§ **Excerpt provided**

◆ ◆ ◆ ◆ ◆ ◆ ◆

I think your proposed solution is hard to implement because the way the Workflow Executor works is that it loads the workflow into a hidden metanode (you can see it if you enable the debug option in the Workflow Executor’s configuration) and then executes it. The metanode is part of the workflow with the Workflow Executor and changing the context of the metanode is not possible at the moment.
Kind regards,
Alexander

1 Like

Dear @AlexanderFillbrunn

Following further analysis on my side, I wonder whether or not there is a bug in Workflow Executor.

Using the official example on KNIME Hub → 01_Integrated_Deployment_Example, I have tried executing the written workflow from a workflow other than where the workflow has been written. And it works. This appears to contradict my assumptions here above.

This has lead me to further testing on my side regarding my own use case, which is as follows: predict a Naive Bayes model on a document vector. The prediction workflow, once written via Integrated Deployment, looks as follows:

  • two portobject reference reader nodes as input, i.e. one with a Naive Bayes model, another with a document vector;
  • one table input.

Under this configuration, Workflow Executor fails on both portobject reference reader nodes because it does not seem to find the source workflow’s data area.

◆ ◆ ◆ ◆ ◆ ◆ ◆

§ **Problems to solve**
- A) Repeat the passage of the Workflow Executor thread starting at "Dear @AlexanderFillbrunn" and ending at "workflow’s data area.".
- B) In the Workflow Executor thread, what inputs does the written prediction workflow have?
- C) Answer these questions from the Workflow Executor thread:
(i) Which setting shows the hidden metanode?
(ii) What official example on KNIME Hub was tried?
(iii) What does the Workflow Executor seem unable to find when it fails on the portobject reference reader nodes?

§ **Stored data entries**
◆ ◆ ◆ ◆ ◆ ◆ ◆

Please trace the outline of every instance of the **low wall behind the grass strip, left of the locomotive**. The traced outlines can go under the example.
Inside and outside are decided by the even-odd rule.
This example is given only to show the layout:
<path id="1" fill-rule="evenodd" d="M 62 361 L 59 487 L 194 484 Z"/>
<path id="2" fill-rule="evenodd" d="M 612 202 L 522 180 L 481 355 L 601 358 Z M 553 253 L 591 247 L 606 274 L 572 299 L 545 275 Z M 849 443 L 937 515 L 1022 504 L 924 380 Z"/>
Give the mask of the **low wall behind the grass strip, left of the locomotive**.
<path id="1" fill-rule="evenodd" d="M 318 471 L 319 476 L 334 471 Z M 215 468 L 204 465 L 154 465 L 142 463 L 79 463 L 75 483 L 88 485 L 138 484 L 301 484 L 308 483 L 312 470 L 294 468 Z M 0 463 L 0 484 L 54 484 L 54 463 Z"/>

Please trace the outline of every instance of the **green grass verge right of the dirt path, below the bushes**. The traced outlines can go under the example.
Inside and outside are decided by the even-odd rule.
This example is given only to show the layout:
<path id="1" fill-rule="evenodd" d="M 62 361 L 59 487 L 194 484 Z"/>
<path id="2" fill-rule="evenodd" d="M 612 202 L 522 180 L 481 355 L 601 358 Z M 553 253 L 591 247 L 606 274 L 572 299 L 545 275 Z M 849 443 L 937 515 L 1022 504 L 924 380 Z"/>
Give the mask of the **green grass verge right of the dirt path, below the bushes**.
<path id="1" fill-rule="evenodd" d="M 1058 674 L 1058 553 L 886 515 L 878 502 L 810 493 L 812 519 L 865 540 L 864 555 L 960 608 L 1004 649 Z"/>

◆ ◆ ◆ ◆ ◆ ◆ ◆

§ **Task-by-task answers**
- A)
Dear @AlexanderFillbrunn

Following further analysis on my side, I wonder whether or not there is a bug in Workflow Executor.

Using the official example on KNIME Hub → 01_Integrated_Deployment_Example, I have tried executing the written workflow from a workflow other than where the workflow has been written. And it works. This appears to contradict my assumptions here above.

This has lead me to further testing on my side regarding my own use case, which is as follows: predict a Naive Bayes model on a document vector. The prediction workflow, once written via Integrated Deployment, looks as follows:

  • two portobject reference reader nodes as input, i.e. one with a Naive Bayes model, another with a document vector;
  • one table input.

Under this configuration, Workflow Executor fails on both portobject reference reader nodes because it does not seem to find the source workflow’s data area.

- B)
- A portobject reference reader node with a Naive Bayes model
- A portobject reference reader node with a document vector
- One table input

- C)
(i) The debug option in the Workflow Executor's configuration
(ii) 01_Integrated_Deployment_Example
(iii) The source workflow's data area